## DATASET CONTENT
::::::::::

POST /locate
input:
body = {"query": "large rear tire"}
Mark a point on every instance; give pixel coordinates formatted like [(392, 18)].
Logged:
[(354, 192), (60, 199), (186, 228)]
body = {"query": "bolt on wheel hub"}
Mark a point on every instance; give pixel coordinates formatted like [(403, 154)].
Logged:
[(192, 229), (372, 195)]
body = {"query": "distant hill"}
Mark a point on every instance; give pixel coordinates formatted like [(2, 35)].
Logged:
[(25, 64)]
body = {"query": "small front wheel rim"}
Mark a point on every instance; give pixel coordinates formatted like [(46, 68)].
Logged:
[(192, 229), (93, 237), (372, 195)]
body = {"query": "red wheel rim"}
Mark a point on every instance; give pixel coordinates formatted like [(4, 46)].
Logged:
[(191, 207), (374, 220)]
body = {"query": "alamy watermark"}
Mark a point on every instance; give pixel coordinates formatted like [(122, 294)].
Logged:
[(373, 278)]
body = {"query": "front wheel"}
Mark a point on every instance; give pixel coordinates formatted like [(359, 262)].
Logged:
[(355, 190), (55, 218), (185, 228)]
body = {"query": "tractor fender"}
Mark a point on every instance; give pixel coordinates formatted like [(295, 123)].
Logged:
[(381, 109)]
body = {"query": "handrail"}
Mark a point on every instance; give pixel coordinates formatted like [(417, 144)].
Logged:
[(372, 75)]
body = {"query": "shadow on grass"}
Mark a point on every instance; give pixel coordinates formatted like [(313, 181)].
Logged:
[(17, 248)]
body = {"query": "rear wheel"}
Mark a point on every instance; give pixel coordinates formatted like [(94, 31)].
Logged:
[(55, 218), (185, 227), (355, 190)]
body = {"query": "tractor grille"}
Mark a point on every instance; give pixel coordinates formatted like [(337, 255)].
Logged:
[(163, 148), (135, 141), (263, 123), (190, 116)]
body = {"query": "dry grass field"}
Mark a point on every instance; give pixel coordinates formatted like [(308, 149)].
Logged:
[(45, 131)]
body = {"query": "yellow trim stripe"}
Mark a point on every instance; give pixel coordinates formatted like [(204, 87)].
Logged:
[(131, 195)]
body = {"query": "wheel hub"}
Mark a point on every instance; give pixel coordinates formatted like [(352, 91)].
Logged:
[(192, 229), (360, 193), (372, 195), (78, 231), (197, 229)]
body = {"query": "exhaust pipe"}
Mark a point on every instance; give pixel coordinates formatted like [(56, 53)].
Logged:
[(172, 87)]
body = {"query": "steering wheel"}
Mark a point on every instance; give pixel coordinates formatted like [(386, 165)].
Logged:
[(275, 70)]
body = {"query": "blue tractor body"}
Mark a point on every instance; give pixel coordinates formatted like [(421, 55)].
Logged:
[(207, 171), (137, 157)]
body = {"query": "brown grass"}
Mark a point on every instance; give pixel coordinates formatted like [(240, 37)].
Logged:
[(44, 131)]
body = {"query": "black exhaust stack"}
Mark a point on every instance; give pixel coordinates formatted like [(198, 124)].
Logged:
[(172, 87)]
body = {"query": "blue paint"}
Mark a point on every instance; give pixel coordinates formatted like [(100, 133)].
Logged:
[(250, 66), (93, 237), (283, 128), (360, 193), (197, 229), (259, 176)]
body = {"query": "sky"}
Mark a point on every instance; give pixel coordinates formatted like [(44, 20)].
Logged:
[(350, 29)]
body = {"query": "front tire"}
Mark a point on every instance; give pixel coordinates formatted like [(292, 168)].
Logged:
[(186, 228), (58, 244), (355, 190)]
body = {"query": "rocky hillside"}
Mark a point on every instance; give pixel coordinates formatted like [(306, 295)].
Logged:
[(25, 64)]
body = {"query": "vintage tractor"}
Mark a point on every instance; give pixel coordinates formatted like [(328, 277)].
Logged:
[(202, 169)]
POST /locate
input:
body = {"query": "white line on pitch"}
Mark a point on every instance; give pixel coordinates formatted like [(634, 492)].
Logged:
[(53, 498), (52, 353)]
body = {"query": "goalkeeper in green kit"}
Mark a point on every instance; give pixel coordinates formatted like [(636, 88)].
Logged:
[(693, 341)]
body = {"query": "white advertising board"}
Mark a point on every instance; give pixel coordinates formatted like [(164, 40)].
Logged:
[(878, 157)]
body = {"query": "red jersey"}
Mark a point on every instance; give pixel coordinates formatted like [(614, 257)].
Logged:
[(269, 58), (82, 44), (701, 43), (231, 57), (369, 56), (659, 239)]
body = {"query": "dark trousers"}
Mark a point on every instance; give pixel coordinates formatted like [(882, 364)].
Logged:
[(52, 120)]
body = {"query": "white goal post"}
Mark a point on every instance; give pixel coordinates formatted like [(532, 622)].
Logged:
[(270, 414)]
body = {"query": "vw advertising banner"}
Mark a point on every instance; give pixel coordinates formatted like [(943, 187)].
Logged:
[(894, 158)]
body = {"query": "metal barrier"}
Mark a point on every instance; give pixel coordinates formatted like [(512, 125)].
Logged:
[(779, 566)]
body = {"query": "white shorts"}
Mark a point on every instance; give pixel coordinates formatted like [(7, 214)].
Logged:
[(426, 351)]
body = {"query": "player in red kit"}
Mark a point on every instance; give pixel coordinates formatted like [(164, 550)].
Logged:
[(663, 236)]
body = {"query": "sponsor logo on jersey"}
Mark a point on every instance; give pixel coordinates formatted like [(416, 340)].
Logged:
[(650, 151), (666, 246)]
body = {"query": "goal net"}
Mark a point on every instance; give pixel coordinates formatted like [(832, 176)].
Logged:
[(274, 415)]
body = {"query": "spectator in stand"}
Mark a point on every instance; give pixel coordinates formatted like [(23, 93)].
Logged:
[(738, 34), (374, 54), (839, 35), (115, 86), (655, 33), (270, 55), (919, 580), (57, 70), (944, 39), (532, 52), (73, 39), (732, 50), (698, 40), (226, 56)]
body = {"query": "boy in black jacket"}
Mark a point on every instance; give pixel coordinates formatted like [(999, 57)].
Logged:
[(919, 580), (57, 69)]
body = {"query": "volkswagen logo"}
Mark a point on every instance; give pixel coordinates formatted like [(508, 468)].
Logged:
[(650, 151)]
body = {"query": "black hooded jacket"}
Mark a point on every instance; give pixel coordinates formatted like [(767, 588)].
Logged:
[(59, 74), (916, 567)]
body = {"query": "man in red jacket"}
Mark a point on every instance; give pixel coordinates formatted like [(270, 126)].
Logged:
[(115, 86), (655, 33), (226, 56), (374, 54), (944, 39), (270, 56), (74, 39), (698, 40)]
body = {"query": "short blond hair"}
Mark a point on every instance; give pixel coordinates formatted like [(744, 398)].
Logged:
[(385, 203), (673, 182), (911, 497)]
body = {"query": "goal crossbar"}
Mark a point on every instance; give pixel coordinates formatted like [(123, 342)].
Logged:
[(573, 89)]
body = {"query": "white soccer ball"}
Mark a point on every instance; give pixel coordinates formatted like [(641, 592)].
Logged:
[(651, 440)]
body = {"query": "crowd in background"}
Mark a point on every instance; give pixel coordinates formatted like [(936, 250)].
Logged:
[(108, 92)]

::::::::::

## WHAT YOU WILL DO
Pull out each line of the rows above that contains the string "tire". Only lines with a case-sensitive match count.

## EXERCISE RESPONSE
body = {"query": "large rear tire"}
body = {"query": "front tire"}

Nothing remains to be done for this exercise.